Records from a collection
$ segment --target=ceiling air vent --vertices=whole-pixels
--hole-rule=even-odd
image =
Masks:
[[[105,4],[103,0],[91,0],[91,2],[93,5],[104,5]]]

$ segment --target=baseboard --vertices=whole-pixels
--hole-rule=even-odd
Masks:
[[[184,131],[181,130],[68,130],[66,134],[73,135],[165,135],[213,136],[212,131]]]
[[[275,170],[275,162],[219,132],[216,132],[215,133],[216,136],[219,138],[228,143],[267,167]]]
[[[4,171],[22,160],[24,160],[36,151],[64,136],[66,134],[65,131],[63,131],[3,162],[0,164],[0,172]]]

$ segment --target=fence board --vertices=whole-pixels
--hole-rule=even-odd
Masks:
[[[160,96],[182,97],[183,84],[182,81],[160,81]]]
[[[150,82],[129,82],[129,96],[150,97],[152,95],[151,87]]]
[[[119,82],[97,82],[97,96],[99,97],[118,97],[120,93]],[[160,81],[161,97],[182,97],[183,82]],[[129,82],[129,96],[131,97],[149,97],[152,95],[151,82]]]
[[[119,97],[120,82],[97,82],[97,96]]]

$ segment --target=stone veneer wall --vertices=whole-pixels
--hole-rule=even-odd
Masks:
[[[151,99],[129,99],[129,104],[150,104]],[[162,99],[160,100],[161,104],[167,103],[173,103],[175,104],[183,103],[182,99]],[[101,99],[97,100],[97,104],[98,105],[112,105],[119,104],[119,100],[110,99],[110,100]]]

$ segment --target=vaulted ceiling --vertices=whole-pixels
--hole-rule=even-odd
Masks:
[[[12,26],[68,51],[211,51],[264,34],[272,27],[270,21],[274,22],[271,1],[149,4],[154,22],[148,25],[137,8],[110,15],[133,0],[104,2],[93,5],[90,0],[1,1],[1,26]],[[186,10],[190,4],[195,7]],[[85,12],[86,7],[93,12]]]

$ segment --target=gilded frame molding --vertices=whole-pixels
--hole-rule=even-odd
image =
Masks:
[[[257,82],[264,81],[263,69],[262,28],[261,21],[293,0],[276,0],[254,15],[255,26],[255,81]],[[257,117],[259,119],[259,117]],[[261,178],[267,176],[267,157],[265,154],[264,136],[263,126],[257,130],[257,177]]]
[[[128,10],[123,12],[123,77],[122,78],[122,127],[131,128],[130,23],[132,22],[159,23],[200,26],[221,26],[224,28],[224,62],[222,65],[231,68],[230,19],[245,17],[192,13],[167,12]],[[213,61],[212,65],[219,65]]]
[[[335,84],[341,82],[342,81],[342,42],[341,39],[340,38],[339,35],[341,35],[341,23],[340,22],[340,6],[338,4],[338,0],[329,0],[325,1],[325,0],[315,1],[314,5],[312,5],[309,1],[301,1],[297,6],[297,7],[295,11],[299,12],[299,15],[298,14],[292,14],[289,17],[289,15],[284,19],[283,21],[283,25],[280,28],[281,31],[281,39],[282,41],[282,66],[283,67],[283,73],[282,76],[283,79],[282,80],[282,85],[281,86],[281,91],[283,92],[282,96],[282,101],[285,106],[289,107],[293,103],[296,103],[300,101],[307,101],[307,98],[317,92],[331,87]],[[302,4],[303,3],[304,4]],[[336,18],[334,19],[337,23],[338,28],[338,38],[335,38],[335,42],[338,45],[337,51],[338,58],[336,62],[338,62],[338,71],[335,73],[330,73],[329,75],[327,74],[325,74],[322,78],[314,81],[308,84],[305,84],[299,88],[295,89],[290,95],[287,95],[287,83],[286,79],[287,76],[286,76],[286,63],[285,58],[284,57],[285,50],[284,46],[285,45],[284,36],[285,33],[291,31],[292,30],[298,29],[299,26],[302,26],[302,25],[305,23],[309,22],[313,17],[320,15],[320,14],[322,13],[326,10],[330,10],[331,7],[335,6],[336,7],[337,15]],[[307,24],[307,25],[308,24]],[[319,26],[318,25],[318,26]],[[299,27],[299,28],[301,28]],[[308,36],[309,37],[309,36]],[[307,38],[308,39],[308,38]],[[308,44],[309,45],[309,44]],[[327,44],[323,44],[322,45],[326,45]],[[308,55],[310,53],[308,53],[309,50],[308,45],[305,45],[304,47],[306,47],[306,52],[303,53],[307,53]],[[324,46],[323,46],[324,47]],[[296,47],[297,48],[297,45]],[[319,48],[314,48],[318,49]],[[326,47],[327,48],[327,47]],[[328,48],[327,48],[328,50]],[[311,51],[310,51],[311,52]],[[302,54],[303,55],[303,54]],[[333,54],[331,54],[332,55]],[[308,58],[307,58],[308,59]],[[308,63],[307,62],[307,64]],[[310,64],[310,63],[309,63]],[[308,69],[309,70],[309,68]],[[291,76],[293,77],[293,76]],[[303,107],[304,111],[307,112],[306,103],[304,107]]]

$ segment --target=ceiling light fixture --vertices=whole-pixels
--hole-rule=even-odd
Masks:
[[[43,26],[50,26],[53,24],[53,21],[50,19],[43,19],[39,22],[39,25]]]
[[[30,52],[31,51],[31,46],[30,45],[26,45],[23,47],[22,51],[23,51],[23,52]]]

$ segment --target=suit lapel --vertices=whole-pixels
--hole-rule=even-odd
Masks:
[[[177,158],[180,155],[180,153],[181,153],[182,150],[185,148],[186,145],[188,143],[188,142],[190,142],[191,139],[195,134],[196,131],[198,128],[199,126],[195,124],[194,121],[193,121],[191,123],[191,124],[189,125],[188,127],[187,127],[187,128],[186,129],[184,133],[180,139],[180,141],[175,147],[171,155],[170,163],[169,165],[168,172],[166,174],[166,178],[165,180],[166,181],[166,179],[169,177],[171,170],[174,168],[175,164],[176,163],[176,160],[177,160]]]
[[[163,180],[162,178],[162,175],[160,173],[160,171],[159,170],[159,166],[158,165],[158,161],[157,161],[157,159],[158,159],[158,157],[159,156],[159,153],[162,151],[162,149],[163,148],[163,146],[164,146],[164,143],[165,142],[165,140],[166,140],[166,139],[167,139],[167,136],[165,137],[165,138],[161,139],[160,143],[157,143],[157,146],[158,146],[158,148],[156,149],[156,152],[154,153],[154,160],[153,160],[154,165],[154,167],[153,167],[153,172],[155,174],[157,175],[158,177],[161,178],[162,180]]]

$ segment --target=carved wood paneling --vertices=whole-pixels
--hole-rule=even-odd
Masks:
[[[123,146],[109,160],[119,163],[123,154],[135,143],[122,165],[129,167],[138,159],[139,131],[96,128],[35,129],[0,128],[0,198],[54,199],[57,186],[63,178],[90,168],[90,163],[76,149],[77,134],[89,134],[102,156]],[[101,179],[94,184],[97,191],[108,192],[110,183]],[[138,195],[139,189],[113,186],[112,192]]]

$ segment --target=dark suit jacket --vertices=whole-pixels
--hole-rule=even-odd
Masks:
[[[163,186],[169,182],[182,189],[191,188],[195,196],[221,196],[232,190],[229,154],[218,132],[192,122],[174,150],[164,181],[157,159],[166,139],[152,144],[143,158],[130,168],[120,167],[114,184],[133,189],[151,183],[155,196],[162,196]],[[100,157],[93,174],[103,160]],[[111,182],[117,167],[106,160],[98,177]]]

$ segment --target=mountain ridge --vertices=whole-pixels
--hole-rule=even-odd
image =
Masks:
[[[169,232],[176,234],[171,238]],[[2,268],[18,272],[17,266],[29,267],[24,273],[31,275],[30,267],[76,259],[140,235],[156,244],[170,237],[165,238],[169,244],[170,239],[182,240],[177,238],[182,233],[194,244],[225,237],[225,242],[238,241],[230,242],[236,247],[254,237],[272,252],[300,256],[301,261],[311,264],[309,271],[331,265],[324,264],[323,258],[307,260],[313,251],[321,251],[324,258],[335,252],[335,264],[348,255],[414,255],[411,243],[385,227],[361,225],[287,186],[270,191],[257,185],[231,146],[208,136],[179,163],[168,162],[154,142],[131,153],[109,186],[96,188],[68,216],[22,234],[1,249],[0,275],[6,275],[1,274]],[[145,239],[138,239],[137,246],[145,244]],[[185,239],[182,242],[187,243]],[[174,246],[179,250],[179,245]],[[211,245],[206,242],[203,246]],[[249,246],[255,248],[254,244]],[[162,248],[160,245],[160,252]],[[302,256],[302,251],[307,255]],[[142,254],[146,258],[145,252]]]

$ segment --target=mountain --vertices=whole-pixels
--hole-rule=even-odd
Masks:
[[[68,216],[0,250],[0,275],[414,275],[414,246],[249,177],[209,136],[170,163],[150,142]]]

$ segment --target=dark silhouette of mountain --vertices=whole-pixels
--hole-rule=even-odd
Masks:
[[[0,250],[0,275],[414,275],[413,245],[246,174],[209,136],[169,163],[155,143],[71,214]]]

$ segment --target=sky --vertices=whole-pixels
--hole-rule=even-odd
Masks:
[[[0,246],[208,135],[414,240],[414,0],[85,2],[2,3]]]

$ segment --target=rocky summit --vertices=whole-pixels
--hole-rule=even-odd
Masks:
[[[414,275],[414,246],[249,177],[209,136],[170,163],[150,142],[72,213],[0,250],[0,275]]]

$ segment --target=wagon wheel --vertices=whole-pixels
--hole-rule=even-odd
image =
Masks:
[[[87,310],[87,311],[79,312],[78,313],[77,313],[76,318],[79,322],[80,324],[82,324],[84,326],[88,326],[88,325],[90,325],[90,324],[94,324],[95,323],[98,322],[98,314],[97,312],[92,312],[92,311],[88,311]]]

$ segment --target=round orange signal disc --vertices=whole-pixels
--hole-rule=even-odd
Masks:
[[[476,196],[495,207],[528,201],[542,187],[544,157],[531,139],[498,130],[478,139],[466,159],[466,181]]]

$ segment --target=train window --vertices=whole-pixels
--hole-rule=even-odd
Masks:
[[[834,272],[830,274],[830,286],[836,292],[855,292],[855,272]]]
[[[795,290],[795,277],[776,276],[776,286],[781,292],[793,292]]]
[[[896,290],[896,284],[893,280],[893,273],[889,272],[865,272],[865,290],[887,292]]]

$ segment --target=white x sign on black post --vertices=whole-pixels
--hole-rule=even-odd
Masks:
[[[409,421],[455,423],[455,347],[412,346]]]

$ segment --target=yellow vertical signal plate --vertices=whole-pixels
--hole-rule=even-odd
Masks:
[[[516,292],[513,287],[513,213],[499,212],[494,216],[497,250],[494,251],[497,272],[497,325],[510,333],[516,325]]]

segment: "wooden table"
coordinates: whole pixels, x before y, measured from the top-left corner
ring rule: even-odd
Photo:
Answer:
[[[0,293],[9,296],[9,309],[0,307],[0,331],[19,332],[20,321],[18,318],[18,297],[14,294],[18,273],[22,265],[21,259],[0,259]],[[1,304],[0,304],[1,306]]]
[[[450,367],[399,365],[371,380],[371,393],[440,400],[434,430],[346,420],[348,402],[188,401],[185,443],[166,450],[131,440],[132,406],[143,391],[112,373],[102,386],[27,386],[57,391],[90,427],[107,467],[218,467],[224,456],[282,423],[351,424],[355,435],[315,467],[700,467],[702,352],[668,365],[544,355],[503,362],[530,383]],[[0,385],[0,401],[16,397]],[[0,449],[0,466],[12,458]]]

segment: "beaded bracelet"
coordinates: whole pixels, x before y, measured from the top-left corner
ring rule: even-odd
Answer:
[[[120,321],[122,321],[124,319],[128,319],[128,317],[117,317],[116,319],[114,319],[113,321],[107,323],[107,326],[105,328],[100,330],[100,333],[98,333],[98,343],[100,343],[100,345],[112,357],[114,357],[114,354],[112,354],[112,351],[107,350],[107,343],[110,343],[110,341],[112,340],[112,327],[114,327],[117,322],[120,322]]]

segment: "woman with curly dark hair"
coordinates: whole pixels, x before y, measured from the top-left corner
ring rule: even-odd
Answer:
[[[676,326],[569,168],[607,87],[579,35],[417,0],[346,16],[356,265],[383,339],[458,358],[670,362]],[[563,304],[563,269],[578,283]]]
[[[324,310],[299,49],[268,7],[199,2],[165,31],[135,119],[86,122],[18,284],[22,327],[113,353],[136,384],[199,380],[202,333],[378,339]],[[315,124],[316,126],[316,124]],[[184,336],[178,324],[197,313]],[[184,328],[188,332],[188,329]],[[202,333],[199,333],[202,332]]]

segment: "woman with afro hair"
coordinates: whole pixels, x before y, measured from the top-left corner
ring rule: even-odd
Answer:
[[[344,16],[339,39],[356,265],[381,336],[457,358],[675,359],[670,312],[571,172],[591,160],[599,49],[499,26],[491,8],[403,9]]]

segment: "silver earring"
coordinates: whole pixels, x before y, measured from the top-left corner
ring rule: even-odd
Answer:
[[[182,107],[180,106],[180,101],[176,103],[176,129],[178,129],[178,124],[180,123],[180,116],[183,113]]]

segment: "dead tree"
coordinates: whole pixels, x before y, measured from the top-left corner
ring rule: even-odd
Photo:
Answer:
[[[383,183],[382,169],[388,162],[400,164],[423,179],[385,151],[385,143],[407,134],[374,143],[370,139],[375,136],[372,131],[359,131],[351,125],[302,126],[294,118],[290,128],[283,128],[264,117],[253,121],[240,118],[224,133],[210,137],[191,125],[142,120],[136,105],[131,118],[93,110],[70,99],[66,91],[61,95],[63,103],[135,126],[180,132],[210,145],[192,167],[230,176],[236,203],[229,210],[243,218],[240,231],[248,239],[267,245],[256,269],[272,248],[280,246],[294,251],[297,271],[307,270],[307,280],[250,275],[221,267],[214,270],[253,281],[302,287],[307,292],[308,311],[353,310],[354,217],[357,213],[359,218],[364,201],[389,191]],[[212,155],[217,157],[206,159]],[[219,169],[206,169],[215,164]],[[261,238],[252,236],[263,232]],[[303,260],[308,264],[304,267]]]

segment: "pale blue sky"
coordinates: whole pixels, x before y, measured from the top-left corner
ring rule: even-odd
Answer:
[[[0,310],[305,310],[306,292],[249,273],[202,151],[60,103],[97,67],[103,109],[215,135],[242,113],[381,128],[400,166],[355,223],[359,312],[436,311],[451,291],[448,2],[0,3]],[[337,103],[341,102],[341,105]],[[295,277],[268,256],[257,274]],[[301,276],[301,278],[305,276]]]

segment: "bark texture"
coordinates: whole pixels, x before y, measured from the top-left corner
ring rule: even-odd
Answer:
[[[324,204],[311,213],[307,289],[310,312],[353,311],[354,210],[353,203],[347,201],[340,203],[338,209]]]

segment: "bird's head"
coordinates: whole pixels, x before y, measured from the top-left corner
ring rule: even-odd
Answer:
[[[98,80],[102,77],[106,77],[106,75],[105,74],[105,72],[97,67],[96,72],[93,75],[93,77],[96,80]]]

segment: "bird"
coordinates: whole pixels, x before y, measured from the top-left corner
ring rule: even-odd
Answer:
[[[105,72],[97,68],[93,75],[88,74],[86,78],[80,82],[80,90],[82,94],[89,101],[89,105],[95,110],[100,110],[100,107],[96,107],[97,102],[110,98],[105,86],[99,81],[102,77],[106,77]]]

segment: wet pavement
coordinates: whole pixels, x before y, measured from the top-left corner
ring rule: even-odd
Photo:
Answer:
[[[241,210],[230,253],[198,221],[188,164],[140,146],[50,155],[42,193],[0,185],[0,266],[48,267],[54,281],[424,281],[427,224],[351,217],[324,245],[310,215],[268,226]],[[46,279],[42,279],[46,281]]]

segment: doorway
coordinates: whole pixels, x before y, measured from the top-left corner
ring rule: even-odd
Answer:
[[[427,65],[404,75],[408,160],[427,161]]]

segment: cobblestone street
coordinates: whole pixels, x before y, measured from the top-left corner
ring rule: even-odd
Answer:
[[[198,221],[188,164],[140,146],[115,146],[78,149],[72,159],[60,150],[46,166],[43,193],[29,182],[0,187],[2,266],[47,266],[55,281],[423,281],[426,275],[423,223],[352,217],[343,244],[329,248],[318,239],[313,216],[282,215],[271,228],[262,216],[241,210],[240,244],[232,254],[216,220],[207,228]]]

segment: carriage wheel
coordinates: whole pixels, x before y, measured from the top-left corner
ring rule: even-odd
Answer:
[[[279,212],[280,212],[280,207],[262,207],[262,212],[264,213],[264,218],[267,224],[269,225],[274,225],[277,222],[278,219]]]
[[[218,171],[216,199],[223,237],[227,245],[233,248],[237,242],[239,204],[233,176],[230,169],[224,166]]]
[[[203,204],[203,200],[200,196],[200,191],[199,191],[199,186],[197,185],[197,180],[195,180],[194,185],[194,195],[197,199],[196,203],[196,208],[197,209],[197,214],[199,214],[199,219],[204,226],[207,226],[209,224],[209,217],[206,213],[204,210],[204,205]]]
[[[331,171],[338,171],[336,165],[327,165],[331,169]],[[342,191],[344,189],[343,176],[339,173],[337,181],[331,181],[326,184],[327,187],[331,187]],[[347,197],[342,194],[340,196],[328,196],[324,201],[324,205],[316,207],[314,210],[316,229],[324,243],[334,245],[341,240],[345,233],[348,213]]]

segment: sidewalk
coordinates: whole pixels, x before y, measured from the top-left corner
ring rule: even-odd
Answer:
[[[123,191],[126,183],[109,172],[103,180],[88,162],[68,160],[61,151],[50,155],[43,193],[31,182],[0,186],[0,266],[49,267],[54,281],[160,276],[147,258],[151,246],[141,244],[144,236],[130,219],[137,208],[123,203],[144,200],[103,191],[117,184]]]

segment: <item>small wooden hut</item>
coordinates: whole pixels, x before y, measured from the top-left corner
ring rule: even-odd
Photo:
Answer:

• _Stated problem_
Rewrite the part of the records that opens with the line containing "segment: sidewalk" and runs through the end of the records, replacing "ring rule" with "fill rule" and leaving everything else unchanged.

• _Correct output_
segment: sidewalk
coordinates: whole pixels, x before y, measured from the top-left corner
fill rule: even-odd
Answer:
[[[123,191],[126,183],[109,172],[103,180],[88,162],[68,160],[61,151],[50,155],[43,193],[31,182],[0,186],[0,266],[49,267],[54,281],[160,276],[147,258],[151,246],[141,244],[144,236],[130,219],[137,208],[123,203],[144,200],[103,191],[117,184]]]

segment: <item>small wooden hut</item>
coordinates: whole pixels, x before y, measured from the top-left corner
fill rule: even-odd
Photo:
Answer:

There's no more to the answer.